ROWS -
··········
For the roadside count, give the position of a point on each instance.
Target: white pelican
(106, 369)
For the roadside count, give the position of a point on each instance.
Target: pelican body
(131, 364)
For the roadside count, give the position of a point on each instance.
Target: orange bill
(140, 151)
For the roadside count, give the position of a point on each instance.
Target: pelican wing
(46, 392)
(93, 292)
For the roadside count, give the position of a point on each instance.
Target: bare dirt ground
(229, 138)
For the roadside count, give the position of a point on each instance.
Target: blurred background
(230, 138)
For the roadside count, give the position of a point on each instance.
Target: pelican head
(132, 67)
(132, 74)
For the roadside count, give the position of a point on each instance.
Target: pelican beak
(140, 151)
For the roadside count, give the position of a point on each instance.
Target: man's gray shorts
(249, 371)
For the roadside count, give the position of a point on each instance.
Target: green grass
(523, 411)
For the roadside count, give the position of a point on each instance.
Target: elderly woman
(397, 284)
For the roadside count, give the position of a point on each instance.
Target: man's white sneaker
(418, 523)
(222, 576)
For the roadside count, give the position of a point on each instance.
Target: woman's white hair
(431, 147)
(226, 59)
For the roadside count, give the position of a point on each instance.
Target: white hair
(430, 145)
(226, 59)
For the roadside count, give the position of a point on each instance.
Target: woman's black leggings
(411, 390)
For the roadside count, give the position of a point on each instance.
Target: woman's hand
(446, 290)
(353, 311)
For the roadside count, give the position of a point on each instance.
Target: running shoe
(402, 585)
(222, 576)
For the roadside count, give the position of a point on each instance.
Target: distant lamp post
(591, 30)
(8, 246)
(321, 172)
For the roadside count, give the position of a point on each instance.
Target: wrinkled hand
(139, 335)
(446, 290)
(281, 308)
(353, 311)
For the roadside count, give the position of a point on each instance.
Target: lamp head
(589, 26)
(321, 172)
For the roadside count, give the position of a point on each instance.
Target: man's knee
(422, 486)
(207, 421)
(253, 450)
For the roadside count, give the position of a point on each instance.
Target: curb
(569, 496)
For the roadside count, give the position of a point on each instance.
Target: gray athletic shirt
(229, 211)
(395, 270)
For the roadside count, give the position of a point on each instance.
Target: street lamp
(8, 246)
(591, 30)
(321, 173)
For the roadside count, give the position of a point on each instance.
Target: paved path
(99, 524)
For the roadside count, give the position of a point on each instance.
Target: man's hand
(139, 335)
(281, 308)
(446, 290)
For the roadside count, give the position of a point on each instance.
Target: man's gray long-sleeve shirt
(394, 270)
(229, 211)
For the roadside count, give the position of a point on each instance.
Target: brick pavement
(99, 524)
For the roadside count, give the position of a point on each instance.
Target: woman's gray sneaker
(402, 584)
··········
EXERCISE REQUIREMENTS - Which lines in the entries above contain the word "hand"? Pull out each of them, treating uppercase and lowercase as different.

RESPONSE TO THIS TASK -
Target: woman's hand
Target: wrinkled hand
Target: man's hand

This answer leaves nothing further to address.